►

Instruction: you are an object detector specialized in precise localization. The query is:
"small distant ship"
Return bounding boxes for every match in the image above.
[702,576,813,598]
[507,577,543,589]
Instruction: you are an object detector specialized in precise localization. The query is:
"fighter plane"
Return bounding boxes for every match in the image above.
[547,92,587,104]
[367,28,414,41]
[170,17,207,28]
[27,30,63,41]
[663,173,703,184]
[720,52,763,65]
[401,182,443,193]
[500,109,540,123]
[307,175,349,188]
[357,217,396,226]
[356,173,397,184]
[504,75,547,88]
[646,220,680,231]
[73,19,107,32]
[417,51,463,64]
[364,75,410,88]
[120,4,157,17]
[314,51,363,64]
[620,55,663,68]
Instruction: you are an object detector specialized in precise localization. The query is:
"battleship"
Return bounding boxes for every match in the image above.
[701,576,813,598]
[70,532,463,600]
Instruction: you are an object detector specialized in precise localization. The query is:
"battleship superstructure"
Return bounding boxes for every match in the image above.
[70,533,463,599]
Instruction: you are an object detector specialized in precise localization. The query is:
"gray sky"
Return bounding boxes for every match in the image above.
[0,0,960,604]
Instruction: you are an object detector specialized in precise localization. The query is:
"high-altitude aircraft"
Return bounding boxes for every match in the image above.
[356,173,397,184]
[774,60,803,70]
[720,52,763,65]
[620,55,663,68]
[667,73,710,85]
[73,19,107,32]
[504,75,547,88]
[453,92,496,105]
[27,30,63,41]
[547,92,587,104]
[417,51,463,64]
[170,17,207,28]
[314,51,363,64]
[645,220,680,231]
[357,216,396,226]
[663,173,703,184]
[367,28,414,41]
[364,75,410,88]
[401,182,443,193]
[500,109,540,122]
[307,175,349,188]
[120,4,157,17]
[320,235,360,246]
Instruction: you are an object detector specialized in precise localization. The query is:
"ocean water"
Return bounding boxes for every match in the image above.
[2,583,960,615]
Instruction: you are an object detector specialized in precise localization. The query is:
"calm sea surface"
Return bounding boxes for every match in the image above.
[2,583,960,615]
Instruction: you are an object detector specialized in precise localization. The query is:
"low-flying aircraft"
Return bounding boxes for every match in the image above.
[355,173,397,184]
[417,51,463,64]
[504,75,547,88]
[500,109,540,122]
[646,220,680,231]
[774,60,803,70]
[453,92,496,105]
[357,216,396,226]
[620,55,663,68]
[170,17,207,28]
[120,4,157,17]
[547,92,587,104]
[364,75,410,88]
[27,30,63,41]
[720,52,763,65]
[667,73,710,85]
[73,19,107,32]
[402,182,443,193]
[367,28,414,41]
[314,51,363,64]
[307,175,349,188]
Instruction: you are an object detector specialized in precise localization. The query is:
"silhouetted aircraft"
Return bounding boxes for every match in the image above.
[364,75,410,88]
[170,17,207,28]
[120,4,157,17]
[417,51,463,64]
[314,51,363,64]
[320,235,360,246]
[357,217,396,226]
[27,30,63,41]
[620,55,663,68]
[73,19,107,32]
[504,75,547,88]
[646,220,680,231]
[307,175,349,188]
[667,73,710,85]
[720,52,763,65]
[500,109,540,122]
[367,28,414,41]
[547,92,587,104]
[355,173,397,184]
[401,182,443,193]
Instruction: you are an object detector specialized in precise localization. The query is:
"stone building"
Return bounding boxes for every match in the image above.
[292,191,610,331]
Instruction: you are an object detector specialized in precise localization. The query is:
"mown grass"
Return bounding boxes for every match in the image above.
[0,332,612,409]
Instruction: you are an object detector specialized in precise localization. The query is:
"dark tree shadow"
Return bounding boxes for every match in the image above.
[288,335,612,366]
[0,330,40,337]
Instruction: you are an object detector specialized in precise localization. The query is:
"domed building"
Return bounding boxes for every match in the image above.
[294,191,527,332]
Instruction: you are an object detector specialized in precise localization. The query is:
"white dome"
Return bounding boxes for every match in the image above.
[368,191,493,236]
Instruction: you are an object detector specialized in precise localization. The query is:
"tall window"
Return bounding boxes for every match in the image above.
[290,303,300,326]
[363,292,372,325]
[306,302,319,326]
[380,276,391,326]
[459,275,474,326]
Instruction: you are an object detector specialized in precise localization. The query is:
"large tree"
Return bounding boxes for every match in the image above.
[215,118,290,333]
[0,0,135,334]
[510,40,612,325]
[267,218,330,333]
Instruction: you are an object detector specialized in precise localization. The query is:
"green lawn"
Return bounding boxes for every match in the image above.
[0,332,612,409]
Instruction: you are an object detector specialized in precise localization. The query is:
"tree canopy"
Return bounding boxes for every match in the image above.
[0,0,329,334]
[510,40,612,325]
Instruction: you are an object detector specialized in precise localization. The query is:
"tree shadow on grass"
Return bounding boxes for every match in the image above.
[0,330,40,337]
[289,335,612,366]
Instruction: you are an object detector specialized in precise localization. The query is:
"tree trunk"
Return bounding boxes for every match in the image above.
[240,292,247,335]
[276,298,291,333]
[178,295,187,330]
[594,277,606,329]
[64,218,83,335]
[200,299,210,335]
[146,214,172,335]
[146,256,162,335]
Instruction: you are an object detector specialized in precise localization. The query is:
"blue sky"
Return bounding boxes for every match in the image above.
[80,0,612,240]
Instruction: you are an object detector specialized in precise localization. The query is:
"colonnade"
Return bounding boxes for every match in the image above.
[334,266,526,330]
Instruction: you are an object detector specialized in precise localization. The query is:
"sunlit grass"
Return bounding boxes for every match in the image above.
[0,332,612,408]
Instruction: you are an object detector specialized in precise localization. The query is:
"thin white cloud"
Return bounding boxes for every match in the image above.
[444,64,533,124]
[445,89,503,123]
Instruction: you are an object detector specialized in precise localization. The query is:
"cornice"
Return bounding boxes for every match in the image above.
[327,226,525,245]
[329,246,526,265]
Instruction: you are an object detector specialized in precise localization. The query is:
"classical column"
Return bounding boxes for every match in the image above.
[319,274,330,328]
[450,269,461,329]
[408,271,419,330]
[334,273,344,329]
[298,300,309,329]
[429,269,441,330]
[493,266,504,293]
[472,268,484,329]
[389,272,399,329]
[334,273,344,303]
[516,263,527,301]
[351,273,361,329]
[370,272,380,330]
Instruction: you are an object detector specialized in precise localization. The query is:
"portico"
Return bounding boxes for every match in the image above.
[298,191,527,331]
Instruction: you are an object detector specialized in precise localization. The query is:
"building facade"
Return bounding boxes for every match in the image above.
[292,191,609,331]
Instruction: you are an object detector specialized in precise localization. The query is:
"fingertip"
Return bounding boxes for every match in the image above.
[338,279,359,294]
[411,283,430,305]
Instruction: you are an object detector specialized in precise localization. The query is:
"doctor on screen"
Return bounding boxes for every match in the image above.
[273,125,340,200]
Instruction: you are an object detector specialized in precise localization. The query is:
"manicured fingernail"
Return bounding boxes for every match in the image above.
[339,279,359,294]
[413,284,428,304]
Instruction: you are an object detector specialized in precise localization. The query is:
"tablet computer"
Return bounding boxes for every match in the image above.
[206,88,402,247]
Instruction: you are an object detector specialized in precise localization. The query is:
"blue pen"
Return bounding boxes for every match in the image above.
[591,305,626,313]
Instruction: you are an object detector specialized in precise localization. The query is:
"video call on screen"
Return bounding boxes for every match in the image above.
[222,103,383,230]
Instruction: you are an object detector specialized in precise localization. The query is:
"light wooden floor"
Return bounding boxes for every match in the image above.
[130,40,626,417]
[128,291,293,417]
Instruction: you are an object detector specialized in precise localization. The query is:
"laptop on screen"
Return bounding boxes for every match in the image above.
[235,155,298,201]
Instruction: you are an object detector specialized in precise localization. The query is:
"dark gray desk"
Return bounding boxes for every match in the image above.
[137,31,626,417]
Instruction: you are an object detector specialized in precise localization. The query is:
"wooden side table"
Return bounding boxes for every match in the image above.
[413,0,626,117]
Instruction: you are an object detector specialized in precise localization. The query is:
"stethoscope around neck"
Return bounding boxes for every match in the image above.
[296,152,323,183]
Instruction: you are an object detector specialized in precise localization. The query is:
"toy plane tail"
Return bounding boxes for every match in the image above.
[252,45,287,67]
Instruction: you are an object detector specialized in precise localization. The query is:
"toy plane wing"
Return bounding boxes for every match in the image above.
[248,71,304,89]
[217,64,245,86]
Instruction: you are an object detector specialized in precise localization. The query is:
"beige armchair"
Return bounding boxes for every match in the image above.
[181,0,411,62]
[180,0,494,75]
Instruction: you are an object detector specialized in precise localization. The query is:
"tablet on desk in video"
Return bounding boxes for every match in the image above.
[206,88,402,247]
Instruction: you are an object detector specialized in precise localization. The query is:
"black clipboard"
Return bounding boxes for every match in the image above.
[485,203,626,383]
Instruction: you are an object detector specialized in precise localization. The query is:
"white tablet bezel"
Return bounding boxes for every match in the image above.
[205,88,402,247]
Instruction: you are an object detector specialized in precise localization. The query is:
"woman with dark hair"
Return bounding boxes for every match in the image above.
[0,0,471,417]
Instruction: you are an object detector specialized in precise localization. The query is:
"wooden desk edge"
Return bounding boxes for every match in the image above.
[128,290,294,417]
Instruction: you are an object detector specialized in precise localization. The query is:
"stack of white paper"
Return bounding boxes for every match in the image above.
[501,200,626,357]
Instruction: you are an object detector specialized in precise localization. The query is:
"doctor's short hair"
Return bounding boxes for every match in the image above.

◄

● Written task
Locate each line in the entries above that contains the string "shadow" and copy those lines. Case counts.

● Problem solution
"dark tree shadow"
"tree shadow on grass"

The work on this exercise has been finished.